» **Bloco de texto**

__________

Ela tratou milhares de crianças em meio à escuridão de um hospital subterrâneo na Síria. Agora, a doutora Amani Ballour, protagonista do documentário nomeado ao Oscar The cave, espera que os holofotes de Hollywood sirvam para lembrar ao mundo uma guerra que entra em seu 10º ano.
Para a pediatra, de 32 anos, o hospital clandestino, apelidado de "A cova", situado nas proximidades de Damasco, não remete a um cenário cinematográfico. "Para mim, isso não é um filme. É a minha vida, minha realidade", contou Ballour.
O documentário, de 102 minutos, produzido pela National Geographic e a produtora Danish Documentary Films, tem imagens fortes da pediatra: limpando o sangue do rosto de algumas crianças na sala de cirurgia, chorando e também vítima do sexismo de homens que não aceitam que uma mulher seja responsável por um hospital, coisa raríssima em uma sociedade extremamente patriarcal.
"A princípio, ouvia comentários como 'não vai conseguir'. Tinha que demonstrar que nós, mulheres, somos capazes de estar em cargos de chefia".
Dirigido pelo sírio Firas Fayyad, The cave concorre domingo na 92ª edição do Oscar junto a outro documentário sobre conflitos, For Sama, da diretora Waas al-Kateab, premiada em Cannes em 2019 e ganhadora do Bafta de Melhor Documentário. É concorrente também do brasileiro Democracia em vertigem, dirigido por Petra Costa.
"A nomeação ao Oscar trará mais conhecimento sobre a situação na Síria e fará mais gente nos apoiar", espera a pediatra, que vive na Turquia desde 2018, após a queda do reduto rebelde de Ghuta Oriental, onde estava localizado o hospital. Essa região foi descrita pelo secretário-geral da ONU, Antonio Guterres, como um "inferno na Terra".
Uma década depois do seu início, a guerra não tem fim. Com uma ofensiva do regime junto aos aliados russos contra os rebeldes e os extremistas, deixando meio milhão de cidadãos desabrigados nos últimos meses no Noroeste do país, causando uma das maiores ondas de migração em massa da Síria.

__________

» **Tarefas a realizar**
a) Responda com base no texto sobre Amani Ballour:
(i) Qual é a idade da pediatra?
(ii) Quais empresas produziram o documentário?
(iii) Desde que ano ela vive na Turquia?
b) Por favor, prolongue o texto sobre Amani Ballour a partir da última frase.
A listagem não é necessária.

» **Dados de localização de pontos**
__________

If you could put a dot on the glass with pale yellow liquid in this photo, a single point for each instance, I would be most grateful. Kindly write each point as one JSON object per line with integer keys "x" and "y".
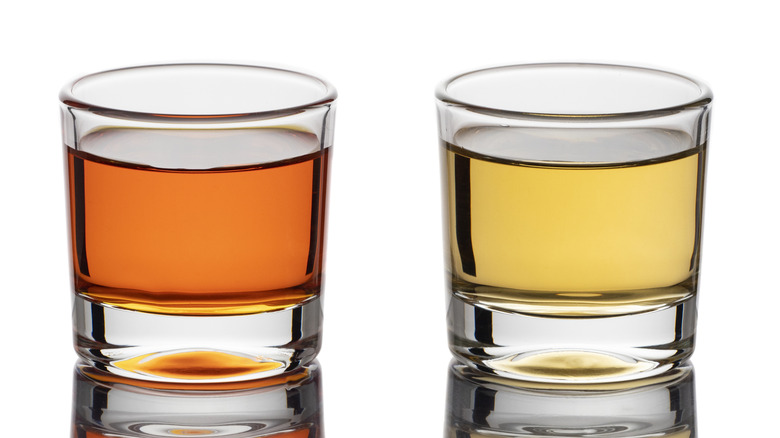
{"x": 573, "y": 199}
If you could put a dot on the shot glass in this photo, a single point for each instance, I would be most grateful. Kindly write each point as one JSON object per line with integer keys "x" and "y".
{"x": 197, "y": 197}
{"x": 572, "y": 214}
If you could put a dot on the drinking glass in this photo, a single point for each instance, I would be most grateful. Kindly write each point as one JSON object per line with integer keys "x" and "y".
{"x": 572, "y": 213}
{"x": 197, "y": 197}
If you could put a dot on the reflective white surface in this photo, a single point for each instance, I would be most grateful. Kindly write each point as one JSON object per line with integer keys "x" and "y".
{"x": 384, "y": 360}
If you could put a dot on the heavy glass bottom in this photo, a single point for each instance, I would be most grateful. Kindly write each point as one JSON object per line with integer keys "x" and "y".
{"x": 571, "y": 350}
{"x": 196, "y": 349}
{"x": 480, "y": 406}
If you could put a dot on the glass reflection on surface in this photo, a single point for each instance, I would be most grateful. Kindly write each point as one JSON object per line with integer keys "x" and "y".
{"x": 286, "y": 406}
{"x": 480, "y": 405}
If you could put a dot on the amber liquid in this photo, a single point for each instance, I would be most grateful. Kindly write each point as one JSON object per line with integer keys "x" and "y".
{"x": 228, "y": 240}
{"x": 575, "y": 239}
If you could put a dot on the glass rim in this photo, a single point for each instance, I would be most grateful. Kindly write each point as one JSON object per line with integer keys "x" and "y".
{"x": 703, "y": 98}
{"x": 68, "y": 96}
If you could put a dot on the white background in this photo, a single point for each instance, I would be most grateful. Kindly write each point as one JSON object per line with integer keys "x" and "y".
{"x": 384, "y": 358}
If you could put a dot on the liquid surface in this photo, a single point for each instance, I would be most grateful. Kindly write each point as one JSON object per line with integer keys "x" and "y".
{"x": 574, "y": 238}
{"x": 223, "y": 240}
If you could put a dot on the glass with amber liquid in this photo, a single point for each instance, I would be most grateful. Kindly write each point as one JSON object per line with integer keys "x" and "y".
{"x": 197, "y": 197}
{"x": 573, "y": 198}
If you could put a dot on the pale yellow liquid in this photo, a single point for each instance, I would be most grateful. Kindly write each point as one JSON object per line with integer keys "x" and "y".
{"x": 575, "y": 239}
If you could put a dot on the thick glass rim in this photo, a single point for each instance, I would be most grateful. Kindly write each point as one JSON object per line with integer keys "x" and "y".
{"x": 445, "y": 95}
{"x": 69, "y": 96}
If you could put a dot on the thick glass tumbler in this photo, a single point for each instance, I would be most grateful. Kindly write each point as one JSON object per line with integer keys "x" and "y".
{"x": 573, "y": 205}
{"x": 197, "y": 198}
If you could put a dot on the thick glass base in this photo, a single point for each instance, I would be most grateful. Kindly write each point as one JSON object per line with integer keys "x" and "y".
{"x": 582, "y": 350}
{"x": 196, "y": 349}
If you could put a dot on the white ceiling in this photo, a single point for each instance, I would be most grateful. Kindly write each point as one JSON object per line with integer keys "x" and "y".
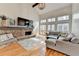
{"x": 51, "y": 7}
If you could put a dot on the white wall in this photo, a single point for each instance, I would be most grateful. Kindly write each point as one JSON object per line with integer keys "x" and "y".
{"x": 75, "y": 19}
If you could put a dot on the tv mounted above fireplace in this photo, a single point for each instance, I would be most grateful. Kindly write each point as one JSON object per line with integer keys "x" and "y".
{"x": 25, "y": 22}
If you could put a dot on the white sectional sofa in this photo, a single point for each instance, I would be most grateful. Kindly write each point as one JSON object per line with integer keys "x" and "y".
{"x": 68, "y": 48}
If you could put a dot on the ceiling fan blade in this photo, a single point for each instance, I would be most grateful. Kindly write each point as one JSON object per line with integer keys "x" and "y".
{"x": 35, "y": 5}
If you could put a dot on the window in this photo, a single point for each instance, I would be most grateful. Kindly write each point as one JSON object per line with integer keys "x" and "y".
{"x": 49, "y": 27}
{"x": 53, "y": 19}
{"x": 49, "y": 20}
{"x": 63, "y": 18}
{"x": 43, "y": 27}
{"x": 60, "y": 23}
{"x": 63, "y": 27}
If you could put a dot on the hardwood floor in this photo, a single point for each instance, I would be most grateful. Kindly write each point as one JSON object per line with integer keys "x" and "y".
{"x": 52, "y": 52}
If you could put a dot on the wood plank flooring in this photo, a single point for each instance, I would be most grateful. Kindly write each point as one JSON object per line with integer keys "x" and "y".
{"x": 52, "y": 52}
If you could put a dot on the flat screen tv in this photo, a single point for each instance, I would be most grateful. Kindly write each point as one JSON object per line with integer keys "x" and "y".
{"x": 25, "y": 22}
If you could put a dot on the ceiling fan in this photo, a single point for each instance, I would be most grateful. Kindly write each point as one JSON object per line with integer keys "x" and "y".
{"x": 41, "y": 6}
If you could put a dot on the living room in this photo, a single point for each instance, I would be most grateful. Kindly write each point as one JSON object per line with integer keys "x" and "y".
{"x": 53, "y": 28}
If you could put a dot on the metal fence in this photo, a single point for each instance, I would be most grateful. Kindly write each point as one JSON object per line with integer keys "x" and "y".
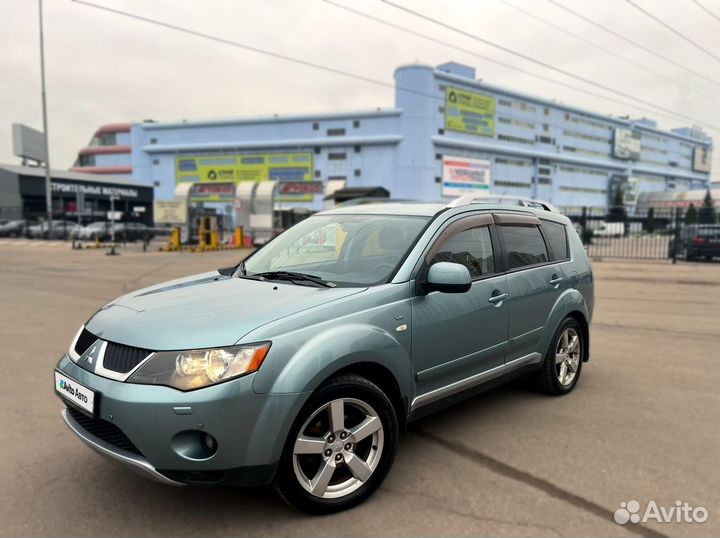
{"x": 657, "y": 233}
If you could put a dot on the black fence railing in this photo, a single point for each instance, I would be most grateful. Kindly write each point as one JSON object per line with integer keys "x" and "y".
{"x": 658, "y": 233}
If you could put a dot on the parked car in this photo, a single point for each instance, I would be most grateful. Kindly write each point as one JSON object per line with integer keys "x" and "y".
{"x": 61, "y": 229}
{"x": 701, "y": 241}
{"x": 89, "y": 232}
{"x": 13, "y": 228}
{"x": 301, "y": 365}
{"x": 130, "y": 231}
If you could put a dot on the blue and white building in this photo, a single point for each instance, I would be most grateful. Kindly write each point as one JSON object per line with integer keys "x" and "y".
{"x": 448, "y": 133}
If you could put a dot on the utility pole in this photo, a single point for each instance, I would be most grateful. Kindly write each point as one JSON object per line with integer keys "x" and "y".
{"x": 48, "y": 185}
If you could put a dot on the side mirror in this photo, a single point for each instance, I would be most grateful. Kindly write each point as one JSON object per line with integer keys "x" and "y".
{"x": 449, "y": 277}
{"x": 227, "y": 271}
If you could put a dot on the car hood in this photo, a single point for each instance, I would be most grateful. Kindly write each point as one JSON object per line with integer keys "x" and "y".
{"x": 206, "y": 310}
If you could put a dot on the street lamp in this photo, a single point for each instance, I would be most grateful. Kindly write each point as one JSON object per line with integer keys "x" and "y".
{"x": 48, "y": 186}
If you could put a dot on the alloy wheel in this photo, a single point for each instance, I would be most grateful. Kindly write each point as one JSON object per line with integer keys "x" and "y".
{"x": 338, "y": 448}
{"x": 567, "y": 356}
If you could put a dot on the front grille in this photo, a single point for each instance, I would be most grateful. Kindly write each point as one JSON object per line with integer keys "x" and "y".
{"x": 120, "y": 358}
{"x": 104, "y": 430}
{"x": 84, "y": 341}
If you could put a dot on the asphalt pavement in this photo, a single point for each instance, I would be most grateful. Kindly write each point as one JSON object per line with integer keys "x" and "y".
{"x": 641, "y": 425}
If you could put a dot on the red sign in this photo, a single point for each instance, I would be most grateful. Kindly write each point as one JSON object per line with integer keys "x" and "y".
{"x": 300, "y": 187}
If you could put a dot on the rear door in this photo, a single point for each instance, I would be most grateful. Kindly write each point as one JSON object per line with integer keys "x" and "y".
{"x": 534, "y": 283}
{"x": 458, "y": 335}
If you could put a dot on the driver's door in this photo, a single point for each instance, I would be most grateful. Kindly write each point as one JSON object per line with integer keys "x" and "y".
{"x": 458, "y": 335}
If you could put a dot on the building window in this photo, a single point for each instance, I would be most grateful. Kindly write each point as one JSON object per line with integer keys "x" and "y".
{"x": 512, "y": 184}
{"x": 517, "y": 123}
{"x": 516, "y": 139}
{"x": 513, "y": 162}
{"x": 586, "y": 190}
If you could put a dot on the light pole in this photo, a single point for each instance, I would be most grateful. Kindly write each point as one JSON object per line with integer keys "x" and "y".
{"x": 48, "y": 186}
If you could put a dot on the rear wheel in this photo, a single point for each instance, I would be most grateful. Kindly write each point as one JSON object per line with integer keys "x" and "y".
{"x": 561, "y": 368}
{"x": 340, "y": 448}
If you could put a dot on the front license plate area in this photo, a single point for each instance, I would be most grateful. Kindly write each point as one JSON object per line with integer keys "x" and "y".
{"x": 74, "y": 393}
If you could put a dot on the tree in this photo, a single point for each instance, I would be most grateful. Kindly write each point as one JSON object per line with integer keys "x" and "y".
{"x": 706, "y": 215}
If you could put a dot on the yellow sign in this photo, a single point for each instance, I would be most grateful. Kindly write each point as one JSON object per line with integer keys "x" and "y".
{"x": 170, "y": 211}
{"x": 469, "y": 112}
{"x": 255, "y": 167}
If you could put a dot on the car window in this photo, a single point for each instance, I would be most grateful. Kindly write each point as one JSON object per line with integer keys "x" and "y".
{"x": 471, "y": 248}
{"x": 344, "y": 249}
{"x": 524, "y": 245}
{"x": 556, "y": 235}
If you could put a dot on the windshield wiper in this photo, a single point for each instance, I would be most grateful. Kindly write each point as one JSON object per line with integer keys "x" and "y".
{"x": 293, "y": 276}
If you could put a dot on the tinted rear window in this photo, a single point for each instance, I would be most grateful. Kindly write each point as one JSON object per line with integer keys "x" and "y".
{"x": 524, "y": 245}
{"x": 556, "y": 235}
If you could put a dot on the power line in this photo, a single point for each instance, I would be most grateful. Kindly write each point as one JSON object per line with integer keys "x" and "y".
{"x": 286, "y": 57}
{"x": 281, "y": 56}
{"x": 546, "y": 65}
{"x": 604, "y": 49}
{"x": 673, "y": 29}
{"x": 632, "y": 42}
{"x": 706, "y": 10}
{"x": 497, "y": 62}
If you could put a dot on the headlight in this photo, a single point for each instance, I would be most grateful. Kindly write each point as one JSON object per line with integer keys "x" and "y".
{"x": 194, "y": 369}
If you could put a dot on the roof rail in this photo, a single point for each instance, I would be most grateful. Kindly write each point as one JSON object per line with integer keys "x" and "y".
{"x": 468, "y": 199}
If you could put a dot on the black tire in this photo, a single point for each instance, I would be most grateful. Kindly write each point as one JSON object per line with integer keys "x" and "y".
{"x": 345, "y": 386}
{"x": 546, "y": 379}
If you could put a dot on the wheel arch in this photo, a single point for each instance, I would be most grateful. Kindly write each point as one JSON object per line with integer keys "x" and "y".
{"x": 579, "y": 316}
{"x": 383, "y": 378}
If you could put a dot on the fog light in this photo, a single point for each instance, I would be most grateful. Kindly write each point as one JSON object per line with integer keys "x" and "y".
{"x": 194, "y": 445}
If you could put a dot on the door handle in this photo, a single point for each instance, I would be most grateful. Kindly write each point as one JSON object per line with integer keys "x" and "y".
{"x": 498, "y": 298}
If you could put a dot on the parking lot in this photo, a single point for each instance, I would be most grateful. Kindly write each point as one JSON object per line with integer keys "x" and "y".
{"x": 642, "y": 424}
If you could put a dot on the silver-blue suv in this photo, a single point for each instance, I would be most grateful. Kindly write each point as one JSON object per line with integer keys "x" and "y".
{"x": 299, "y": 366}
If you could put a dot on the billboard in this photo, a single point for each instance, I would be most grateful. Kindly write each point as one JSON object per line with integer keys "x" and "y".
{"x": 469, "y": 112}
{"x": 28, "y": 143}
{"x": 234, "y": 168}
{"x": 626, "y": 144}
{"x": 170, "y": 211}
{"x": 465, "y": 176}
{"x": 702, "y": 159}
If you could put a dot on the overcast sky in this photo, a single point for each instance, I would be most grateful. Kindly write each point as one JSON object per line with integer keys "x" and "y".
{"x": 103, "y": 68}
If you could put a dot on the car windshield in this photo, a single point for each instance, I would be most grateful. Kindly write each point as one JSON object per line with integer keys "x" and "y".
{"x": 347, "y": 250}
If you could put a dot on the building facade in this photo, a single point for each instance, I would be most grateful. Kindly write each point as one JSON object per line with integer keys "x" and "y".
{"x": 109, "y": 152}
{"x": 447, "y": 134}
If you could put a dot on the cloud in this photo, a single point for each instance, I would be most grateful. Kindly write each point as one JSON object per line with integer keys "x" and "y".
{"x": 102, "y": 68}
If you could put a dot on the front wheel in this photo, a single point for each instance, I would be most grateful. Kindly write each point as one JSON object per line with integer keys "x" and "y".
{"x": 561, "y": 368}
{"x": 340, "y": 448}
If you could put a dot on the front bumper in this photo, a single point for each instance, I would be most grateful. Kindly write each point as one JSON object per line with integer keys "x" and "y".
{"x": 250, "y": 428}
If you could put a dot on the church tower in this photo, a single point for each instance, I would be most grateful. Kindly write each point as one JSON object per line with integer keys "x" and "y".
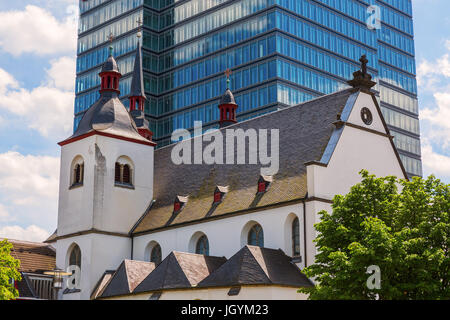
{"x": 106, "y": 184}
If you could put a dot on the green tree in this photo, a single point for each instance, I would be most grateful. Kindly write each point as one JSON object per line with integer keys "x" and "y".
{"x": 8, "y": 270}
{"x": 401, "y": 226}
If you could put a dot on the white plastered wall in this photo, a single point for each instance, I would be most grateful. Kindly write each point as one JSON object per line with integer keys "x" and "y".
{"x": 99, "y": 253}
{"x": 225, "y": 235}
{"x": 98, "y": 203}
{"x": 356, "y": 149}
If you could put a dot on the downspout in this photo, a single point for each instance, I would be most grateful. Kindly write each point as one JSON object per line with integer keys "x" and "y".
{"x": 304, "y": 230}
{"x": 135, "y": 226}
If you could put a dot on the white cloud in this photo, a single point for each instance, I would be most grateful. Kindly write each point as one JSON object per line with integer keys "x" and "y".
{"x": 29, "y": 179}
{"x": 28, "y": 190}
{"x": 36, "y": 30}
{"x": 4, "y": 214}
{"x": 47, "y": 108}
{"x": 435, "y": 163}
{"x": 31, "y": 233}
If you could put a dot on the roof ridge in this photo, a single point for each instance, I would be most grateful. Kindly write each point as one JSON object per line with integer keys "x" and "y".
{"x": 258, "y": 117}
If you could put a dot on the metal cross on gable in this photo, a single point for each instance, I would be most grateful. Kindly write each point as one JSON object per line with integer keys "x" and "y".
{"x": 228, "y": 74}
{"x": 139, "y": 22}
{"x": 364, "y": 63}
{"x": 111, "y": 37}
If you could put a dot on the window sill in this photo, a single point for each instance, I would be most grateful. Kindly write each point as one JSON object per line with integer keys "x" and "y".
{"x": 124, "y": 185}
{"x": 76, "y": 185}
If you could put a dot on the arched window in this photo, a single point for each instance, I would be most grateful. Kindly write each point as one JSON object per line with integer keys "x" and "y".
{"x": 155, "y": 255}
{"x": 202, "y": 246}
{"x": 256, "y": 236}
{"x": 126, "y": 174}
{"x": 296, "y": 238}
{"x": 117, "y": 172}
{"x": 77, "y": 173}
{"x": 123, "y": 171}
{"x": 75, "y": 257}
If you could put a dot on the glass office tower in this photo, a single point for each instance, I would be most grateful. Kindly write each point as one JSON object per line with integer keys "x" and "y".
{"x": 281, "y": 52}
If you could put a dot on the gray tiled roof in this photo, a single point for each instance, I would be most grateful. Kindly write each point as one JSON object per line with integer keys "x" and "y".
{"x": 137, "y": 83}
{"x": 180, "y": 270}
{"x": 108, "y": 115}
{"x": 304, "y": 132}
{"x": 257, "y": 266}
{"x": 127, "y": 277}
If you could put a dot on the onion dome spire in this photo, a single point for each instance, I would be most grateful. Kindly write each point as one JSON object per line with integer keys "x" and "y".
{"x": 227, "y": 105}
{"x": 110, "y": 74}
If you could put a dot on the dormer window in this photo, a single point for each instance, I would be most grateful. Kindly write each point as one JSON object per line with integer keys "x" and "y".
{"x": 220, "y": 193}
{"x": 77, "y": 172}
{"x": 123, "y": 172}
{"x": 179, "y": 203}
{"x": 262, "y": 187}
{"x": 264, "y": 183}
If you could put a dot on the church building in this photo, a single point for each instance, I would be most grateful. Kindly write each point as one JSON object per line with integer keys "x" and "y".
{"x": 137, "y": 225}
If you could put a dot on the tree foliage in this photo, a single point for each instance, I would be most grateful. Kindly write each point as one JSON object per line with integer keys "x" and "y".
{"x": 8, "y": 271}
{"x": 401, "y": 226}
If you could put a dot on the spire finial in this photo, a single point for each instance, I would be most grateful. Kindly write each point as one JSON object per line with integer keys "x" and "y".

__________

» **Respostas abaixo**
a)
(i) 32 anos.
(ii) National Geographic e Danish Documentary Films.
(iii) Desde 2018.

b)
Com milhões de sírios refugiados ou desabrigados, a doutora Ballour, que esconde por trás de uma aparência tímida uma força de ferro, diz não conseguir se sentir em paz desde que saiu da região.
Na Síria, "quando ajudava as pessoas ficava mais tranquila, apesar de todas as dificuldades, os bombardeios, a fome e a trágica situação da qual éramos testemunha todos os dias".
TRAUMA
A médica continua traumatizada pelo sofrimento de todos os seus milhares de pacientes. "As crianças não entendiam nada. Sempre perguntavam o que estava acontecendo. Por que estavam nos bombardeando, por que passavam fome. Era muito difícil explicar-lhes", acrescenta. Comovida, ela se lembra de forma especial do menino Abdel Rahmane, de 11 anos, que se encontrava em uma sala de aula quando sua escola foi bombardeada, ferindo a maioria dos alunos. "Ele perdeu suas duas pernas. Quando acordou da anestesia, perguntou: 'Onde estão as minhas pernas? Por que as amputaram?".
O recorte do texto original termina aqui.